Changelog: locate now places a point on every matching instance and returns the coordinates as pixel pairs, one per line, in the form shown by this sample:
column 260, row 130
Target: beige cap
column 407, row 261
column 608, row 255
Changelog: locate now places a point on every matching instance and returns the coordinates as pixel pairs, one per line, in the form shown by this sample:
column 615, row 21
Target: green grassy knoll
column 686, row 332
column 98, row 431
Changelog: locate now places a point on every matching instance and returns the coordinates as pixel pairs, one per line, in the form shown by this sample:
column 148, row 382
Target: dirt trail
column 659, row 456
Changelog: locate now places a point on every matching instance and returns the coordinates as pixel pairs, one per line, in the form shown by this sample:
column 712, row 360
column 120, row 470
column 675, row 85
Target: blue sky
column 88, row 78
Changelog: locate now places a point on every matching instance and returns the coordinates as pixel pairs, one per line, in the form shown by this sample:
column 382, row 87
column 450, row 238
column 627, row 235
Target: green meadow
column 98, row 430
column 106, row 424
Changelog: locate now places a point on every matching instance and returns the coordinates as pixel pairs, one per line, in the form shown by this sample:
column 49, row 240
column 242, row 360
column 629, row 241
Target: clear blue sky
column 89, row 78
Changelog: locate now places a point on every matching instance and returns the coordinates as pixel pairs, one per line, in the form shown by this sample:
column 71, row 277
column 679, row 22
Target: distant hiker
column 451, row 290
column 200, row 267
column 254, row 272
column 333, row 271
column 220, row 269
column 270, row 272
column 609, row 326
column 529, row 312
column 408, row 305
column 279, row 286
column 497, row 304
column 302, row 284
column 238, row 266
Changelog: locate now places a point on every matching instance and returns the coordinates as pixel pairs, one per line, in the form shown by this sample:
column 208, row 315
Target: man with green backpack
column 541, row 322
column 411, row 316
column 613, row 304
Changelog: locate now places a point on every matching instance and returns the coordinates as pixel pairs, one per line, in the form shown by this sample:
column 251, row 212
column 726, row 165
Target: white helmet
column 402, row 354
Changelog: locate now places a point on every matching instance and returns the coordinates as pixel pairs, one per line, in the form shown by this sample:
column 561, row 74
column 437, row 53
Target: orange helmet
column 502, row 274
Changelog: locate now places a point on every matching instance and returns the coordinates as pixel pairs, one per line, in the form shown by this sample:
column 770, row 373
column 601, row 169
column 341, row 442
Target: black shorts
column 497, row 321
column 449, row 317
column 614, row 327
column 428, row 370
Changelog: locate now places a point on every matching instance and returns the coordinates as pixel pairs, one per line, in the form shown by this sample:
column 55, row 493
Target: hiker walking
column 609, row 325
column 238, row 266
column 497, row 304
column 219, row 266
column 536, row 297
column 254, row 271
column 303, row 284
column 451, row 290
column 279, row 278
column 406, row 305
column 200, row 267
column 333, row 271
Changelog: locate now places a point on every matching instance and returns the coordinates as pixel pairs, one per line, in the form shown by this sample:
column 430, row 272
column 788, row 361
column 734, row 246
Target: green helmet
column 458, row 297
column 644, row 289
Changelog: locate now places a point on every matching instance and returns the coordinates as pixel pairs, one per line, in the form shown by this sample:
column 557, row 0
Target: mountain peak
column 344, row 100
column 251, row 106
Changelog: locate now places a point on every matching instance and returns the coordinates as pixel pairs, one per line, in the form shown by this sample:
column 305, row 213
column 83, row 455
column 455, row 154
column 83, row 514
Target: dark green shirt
= = = =
* GIVEN EXERCISE
Reproduce every one of the entries above line for line, with no change to any word, number, or punctuation mark.

* COMPLETED TASK
Changelog: locate now places a point on every matching instance and returns the coordinates as pixel pairs, one per line, in the form shown by this sample:
column 260, row 130
Target: beige cap
column 407, row 261
column 608, row 255
Changelog: locate now places a point on every matching instance and returns the coordinates as pixel pairs, one per line, in the form shown by this sample:
column 615, row 21
Target: green grassy knoll
column 686, row 332
column 98, row 431
Changelog: locate now places a point on every matching instance and returns the coordinates as pixel pairs, one per line, in the form shown by this sample:
column 148, row 382
Target: dirt trail
column 659, row 456
Changelog: locate now places a point on every matching instance and returns the coordinates as pixel pairs, one per line, in the form shown by this sample:
column 712, row 360
column 120, row 470
column 675, row 85
Target: blue sky
column 88, row 78
Changelog: locate now places a point on every matching instance and returns the coordinates as pixel pairs, one per line, in the form shown by this sample:
column 382, row 87
column 450, row 238
column 627, row 235
Target: green meadow
column 98, row 430
column 106, row 424
Changelog: locate now places a point on every matching instance and returns the coordinates as pixel pairs, one per line, in the form shown by this sample:
column 49, row 240
column 242, row 360
column 629, row 241
Target: clear blue sky
column 89, row 78
Changelog: locate now places a point on every matching instance and returns the coordinates as pixel pairs, one per line, in the form shown by this sample:
column 71, row 277
column 679, row 22
Target: distant hiker
column 451, row 290
column 200, row 267
column 254, row 272
column 333, row 271
column 220, row 269
column 270, row 272
column 609, row 326
column 529, row 312
column 408, row 305
column 279, row 286
column 497, row 304
column 302, row 284
column 238, row 266
Changelog: locate now places a point on every matching instance and returns the coordinates as pixel pairs, one per line, in the form shown by this sample:
column 208, row 315
Target: man with green backpack
column 541, row 322
column 411, row 316
column 613, row 304
Changelog: locate now places a point on every matching instance and returns the coordinates as pixel pairs, one per line, in the form shown by this sample:
column 251, row 212
column 726, row 165
Target: white helmet
column 402, row 354
Changelog: locate now places a point on every matching instance and returns the coordinates as pixel pairs, one per line, in the form shown by this sample:
column 561, row 74
column 437, row 53
Target: orange helmet
column 502, row 274
Changelog: locate now places a point on every matching instance and returns the coordinates as pixel pairs, one per line, in the form shown by this sample:
column 770, row 373
column 601, row 169
column 341, row 442
Target: black shorts
column 497, row 321
column 449, row 317
column 614, row 327
column 428, row 370
Changelog: locate now places a point on every matching instance and returns the coordinates as pixel pairs, one per line, in the form shown by this sample:
column 55, row 493
Target: hiker walking
column 609, row 325
column 238, row 266
column 497, row 304
column 219, row 266
column 536, row 297
column 254, row 271
column 303, row 284
column 451, row 290
column 279, row 278
column 406, row 305
column 200, row 267
column 333, row 271
Changelog: locate now places a point on every matching instance and returns the coordinates as pixel pairs, one per line, in the form shown by this sample:
column 430, row 272
column 788, row 361
column 734, row 246
Target: green helmet
column 458, row 297
column 644, row 289
Changelog: locate now places a point on every matching instance and returns the coordinates as pixel pairs, one per line, in the form shown by this sample:
column 557, row 0
Target: mountain peak
column 344, row 100
column 251, row 106
Changelog: locate now places a point on every matching instance and returns the coordinates as pixel pairs, one per line, in the form shown by this sample:
column 305, row 213
column 83, row 455
column 455, row 154
column 83, row 514
Target: dark green shirt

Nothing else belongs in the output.